## [WRITTEN TASK]
Leave out the images and repeat the listing below without a single change.

## [EXTRACTED DATA]
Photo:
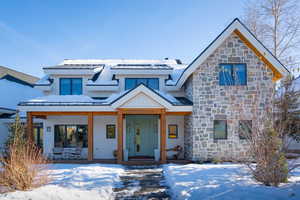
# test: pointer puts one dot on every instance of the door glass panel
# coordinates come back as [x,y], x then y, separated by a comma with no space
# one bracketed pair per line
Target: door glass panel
[41,137]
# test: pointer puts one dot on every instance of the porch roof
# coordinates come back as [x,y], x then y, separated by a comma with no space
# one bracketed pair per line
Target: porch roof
[111,103]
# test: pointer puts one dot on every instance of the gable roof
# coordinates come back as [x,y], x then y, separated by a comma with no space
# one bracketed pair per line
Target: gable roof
[237,27]
[164,99]
[7,72]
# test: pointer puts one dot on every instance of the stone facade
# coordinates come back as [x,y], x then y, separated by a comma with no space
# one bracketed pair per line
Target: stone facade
[231,103]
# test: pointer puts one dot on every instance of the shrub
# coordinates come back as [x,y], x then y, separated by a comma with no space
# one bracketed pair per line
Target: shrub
[271,164]
[23,165]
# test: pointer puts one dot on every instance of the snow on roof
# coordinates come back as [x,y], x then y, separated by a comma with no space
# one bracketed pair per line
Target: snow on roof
[44,81]
[116,61]
[13,93]
[142,66]
[105,77]
[176,73]
[71,100]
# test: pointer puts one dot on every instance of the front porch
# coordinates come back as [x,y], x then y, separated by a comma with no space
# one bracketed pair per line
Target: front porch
[101,149]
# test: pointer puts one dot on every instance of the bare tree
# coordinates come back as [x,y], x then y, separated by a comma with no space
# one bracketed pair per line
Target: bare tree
[276,23]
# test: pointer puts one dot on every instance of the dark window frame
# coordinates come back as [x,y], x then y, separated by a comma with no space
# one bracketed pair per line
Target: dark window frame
[232,74]
[226,130]
[71,85]
[114,134]
[176,134]
[85,144]
[147,80]
[242,137]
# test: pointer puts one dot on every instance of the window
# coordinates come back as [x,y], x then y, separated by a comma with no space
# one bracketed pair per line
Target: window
[233,74]
[173,131]
[149,82]
[220,129]
[70,86]
[245,129]
[110,131]
[70,136]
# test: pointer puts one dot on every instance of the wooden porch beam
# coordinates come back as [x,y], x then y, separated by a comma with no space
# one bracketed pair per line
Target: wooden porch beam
[178,113]
[120,138]
[43,114]
[90,136]
[137,111]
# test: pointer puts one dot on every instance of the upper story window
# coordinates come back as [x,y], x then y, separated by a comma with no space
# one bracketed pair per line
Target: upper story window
[70,86]
[133,82]
[233,74]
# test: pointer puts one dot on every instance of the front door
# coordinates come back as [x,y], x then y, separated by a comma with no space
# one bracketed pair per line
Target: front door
[141,135]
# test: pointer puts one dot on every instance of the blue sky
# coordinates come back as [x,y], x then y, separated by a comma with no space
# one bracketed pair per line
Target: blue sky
[36,33]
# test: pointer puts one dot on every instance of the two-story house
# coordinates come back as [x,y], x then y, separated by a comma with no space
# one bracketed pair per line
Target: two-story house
[141,108]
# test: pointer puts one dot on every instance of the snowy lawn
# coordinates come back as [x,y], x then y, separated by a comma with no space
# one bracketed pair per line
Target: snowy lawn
[74,181]
[224,181]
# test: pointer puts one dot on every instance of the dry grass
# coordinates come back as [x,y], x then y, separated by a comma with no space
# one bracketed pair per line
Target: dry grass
[23,167]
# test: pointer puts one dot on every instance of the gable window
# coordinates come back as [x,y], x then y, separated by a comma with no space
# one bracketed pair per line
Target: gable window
[70,86]
[110,131]
[173,131]
[245,129]
[233,74]
[220,129]
[131,83]
[70,136]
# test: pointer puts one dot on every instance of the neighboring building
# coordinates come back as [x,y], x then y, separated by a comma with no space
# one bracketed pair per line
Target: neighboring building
[14,87]
[140,108]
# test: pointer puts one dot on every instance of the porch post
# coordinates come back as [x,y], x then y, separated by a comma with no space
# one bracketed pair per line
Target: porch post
[90,135]
[163,156]
[120,137]
[29,126]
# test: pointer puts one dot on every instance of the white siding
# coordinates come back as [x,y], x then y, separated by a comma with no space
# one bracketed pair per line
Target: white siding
[179,120]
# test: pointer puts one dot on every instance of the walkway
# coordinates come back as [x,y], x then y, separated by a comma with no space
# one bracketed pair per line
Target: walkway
[142,182]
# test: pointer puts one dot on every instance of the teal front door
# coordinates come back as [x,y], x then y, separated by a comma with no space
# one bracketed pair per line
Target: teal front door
[141,135]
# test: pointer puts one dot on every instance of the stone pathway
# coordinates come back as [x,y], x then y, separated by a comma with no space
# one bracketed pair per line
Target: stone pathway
[142,182]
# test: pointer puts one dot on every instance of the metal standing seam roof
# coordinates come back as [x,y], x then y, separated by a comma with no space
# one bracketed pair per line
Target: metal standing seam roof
[181,101]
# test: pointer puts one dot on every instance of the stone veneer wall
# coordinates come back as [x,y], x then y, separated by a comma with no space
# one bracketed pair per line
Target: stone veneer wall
[188,122]
[212,101]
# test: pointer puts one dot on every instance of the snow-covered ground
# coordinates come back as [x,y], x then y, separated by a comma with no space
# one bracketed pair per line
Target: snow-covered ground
[74,181]
[224,181]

## [WORKED ANSWER]
Photo:
# test: pointer puts one dot on every instance of the door glass panel
# coordinates come back as [x,y], x then y, separated by a comma with no space
# one bracketed pair per line
Target: door glass panel
[41,137]
# test: pointer puts one dot on every instance of the porch roof
# coordinates come back as [x,y], x then y, separated by a comma with no space
# one bracketed pair per line
Target: porch roof
[111,103]
# test: pointer puts one dot on every instance of the gable roof
# coordinates come back as [x,y], x then y, separated by a comma with no space
# one bracketed pair per line
Target: gable roof
[237,27]
[164,99]
[7,72]
# test: pointer puts one dot on every instance of the stone facade
# coordinates come back as [x,y], x then y, separated by a comma with no space
# one bracketed pair per line
Target: stone facade
[231,103]
# test: pointer puts one dot on every instance of the shrub
# coordinates come back as [x,y], x then y, separated by a comma with no space
# one bracketed pair per line
Target: shrub
[271,164]
[23,165]
# test: pointer puts one dot on every instance of the snow on roof
# coordinates come back as [x,y], x then y, separated by a comma with no space
# one bracketed pair per line
Target: snow on roof
[44,81]
[116,61]
[13,93]
[142,66]
[105,77]
[176,73]
[71,100]
# test: pointer puts one dot on every instance of the front porch
# coordinates come back as [x,y], x then y, separated by a comma with no space
# one bracketed pair per line
Target: front porch
[101,149]
# test: pointer puts one dot on every instance of the bare tree
# coordinates come back as [x,y], x then y, separated by a comma with no space
# one bracketed pair per line
Target: bare tree
[276,23]
# test: pointer puts one dot on every instance of the dark window frame
# coordinates come back as [x,y], x then y, separated by a comma with no space
# one bracketed pair per line
Target: dark window frame
[232,74]
[226,130]
[71,85]
[114,134]
[176,134]
[85,144]
[147,80]
[242,137]
# test: pointer puts one dot on every instance of the window
# coordinates come back as [x,y], x then y, separated by a comma with no space
# one bracketed pair per line
Target: window
[233,74]
[173,131]
[149,82]
[220,129]
[70,86]
[245,129]
[110,131]
[70,136]
# test: pointer puts one dot on every instance of the wooden porch beam
# coordinates come back as [x,y], x then y, separated by a comma with no space
# one bracketed pair per line
Target: wooden porch beam
[178,113]
[120,138]
[43,114]
[90,136]
[137,111]
# test: pointer puts one dot on every instance of the upper story window
# coordinates come back as [x,y], x then y, separated by a comma with no space
# one bracketed pair per line
Target: upper story window
[70,86]
[133,82]
[233,74]
# test: pointer puts one dot on every instance of the front door
# coordinates come back as [x,y], x then y, separated by a comma with no space
# one bracketed pair per line
Target: front door
[141,135]
# test: pointer puts one dot on every instance of the blue sky
# coordinates come back as [x,y], x then y, separated by a comma with no space
# one bracketed pair per line
Target: blue sky
[36,33]
# test: pointer puts one dot on every instance of the two-story house
# coordinates come back as [x,y], x then y, separated by a comma with no space
# one bracketed pair per line
Target: two-story house
[141,108]
# test: pointer puts one dot on every instance of the snowy lawn
# coordinates come back as [x,y], x then y, separated by a comma with no space
# one bracketed pair per line
Target: snowy lawn
[74,181]
[224,181]
# test: pointer puts one dot on every instance of the dry grass
# coordinates come back as [x,y], x then y, separated by a comma with no space
# one bracketed pair per line
Target: dry grass
[23,167]
# test: pointer puts one dot on every instance of the gable window
# coordinates come back as [x,y], x then y, separated by a comma with no space
# one bracketed pair per line
Target: gable window
[70,86]
[110,131]
[173,131]
[245,129]
[233,74]
[220,129]
[131,83]
[70,136]
# test: pointer puts one dot on every instance of the neighboring building
# coordinates come back as [x,y], x then y, separated by a comma with no space
# one bracketed pair per line
Target: neighboring building
[14,87]
[140,108]
# test: pointer puts one dot on every instance of the porch post
# coordinates come back as [x,y], x then y, separated by a comma with no space
# one bracketed pair per line
Target: porch post
[90,135]
[163,156]
[120,137]
[29,126]
# test: pointer puts one dot on every instance of the white siding
# coordinates come back as [x,y], x then y, separated by a comma with no space
# one bracketed pair per line
Target: white siding
[179,120]
# test: pointer puts one dot on every instance of the walkway
# coordinates come back as [x,y], x then y, separated by a comma with no space
# one bracketed pair per line
Target: walkway
[142,182]
# test: pointer puts one dot on every instance of the teal front door
# coordinates come back as [x,y], x then y, separated by a comma with no space
# one bracketed pair per line
Target: teal front door
[141,135]
# test: pointer puts one dot on every instance of the stone pathway
# coordinates come back as [x,y], x then y, separated by a comma with no space
# one bracketed pair per line
Target: stone pathway
[142,182]
# test: pointer puts one dot on every instance of the metal standing seam roof
# coordinates come back as [x,y], x then y, separated by a comma with no space
# one bracketed pair per line
Target: metal standing seam roof
[181,101]
# test: pointer puts one dot on every instance of the stone veneer wall
# coordinates come back as [x,y], x then y, separated by a comma with no space
# one bracketed pair per line
Target: stone veneer wall
[188,122]
[212,101]
# test: pointer puts one dot on every instance of the snow-covered ground
# coordinates come back as [x,y], x then y, separated by a comma with no space
# one bracketed pair per line
Target: snow-covered ground
[74,181]
[224,181]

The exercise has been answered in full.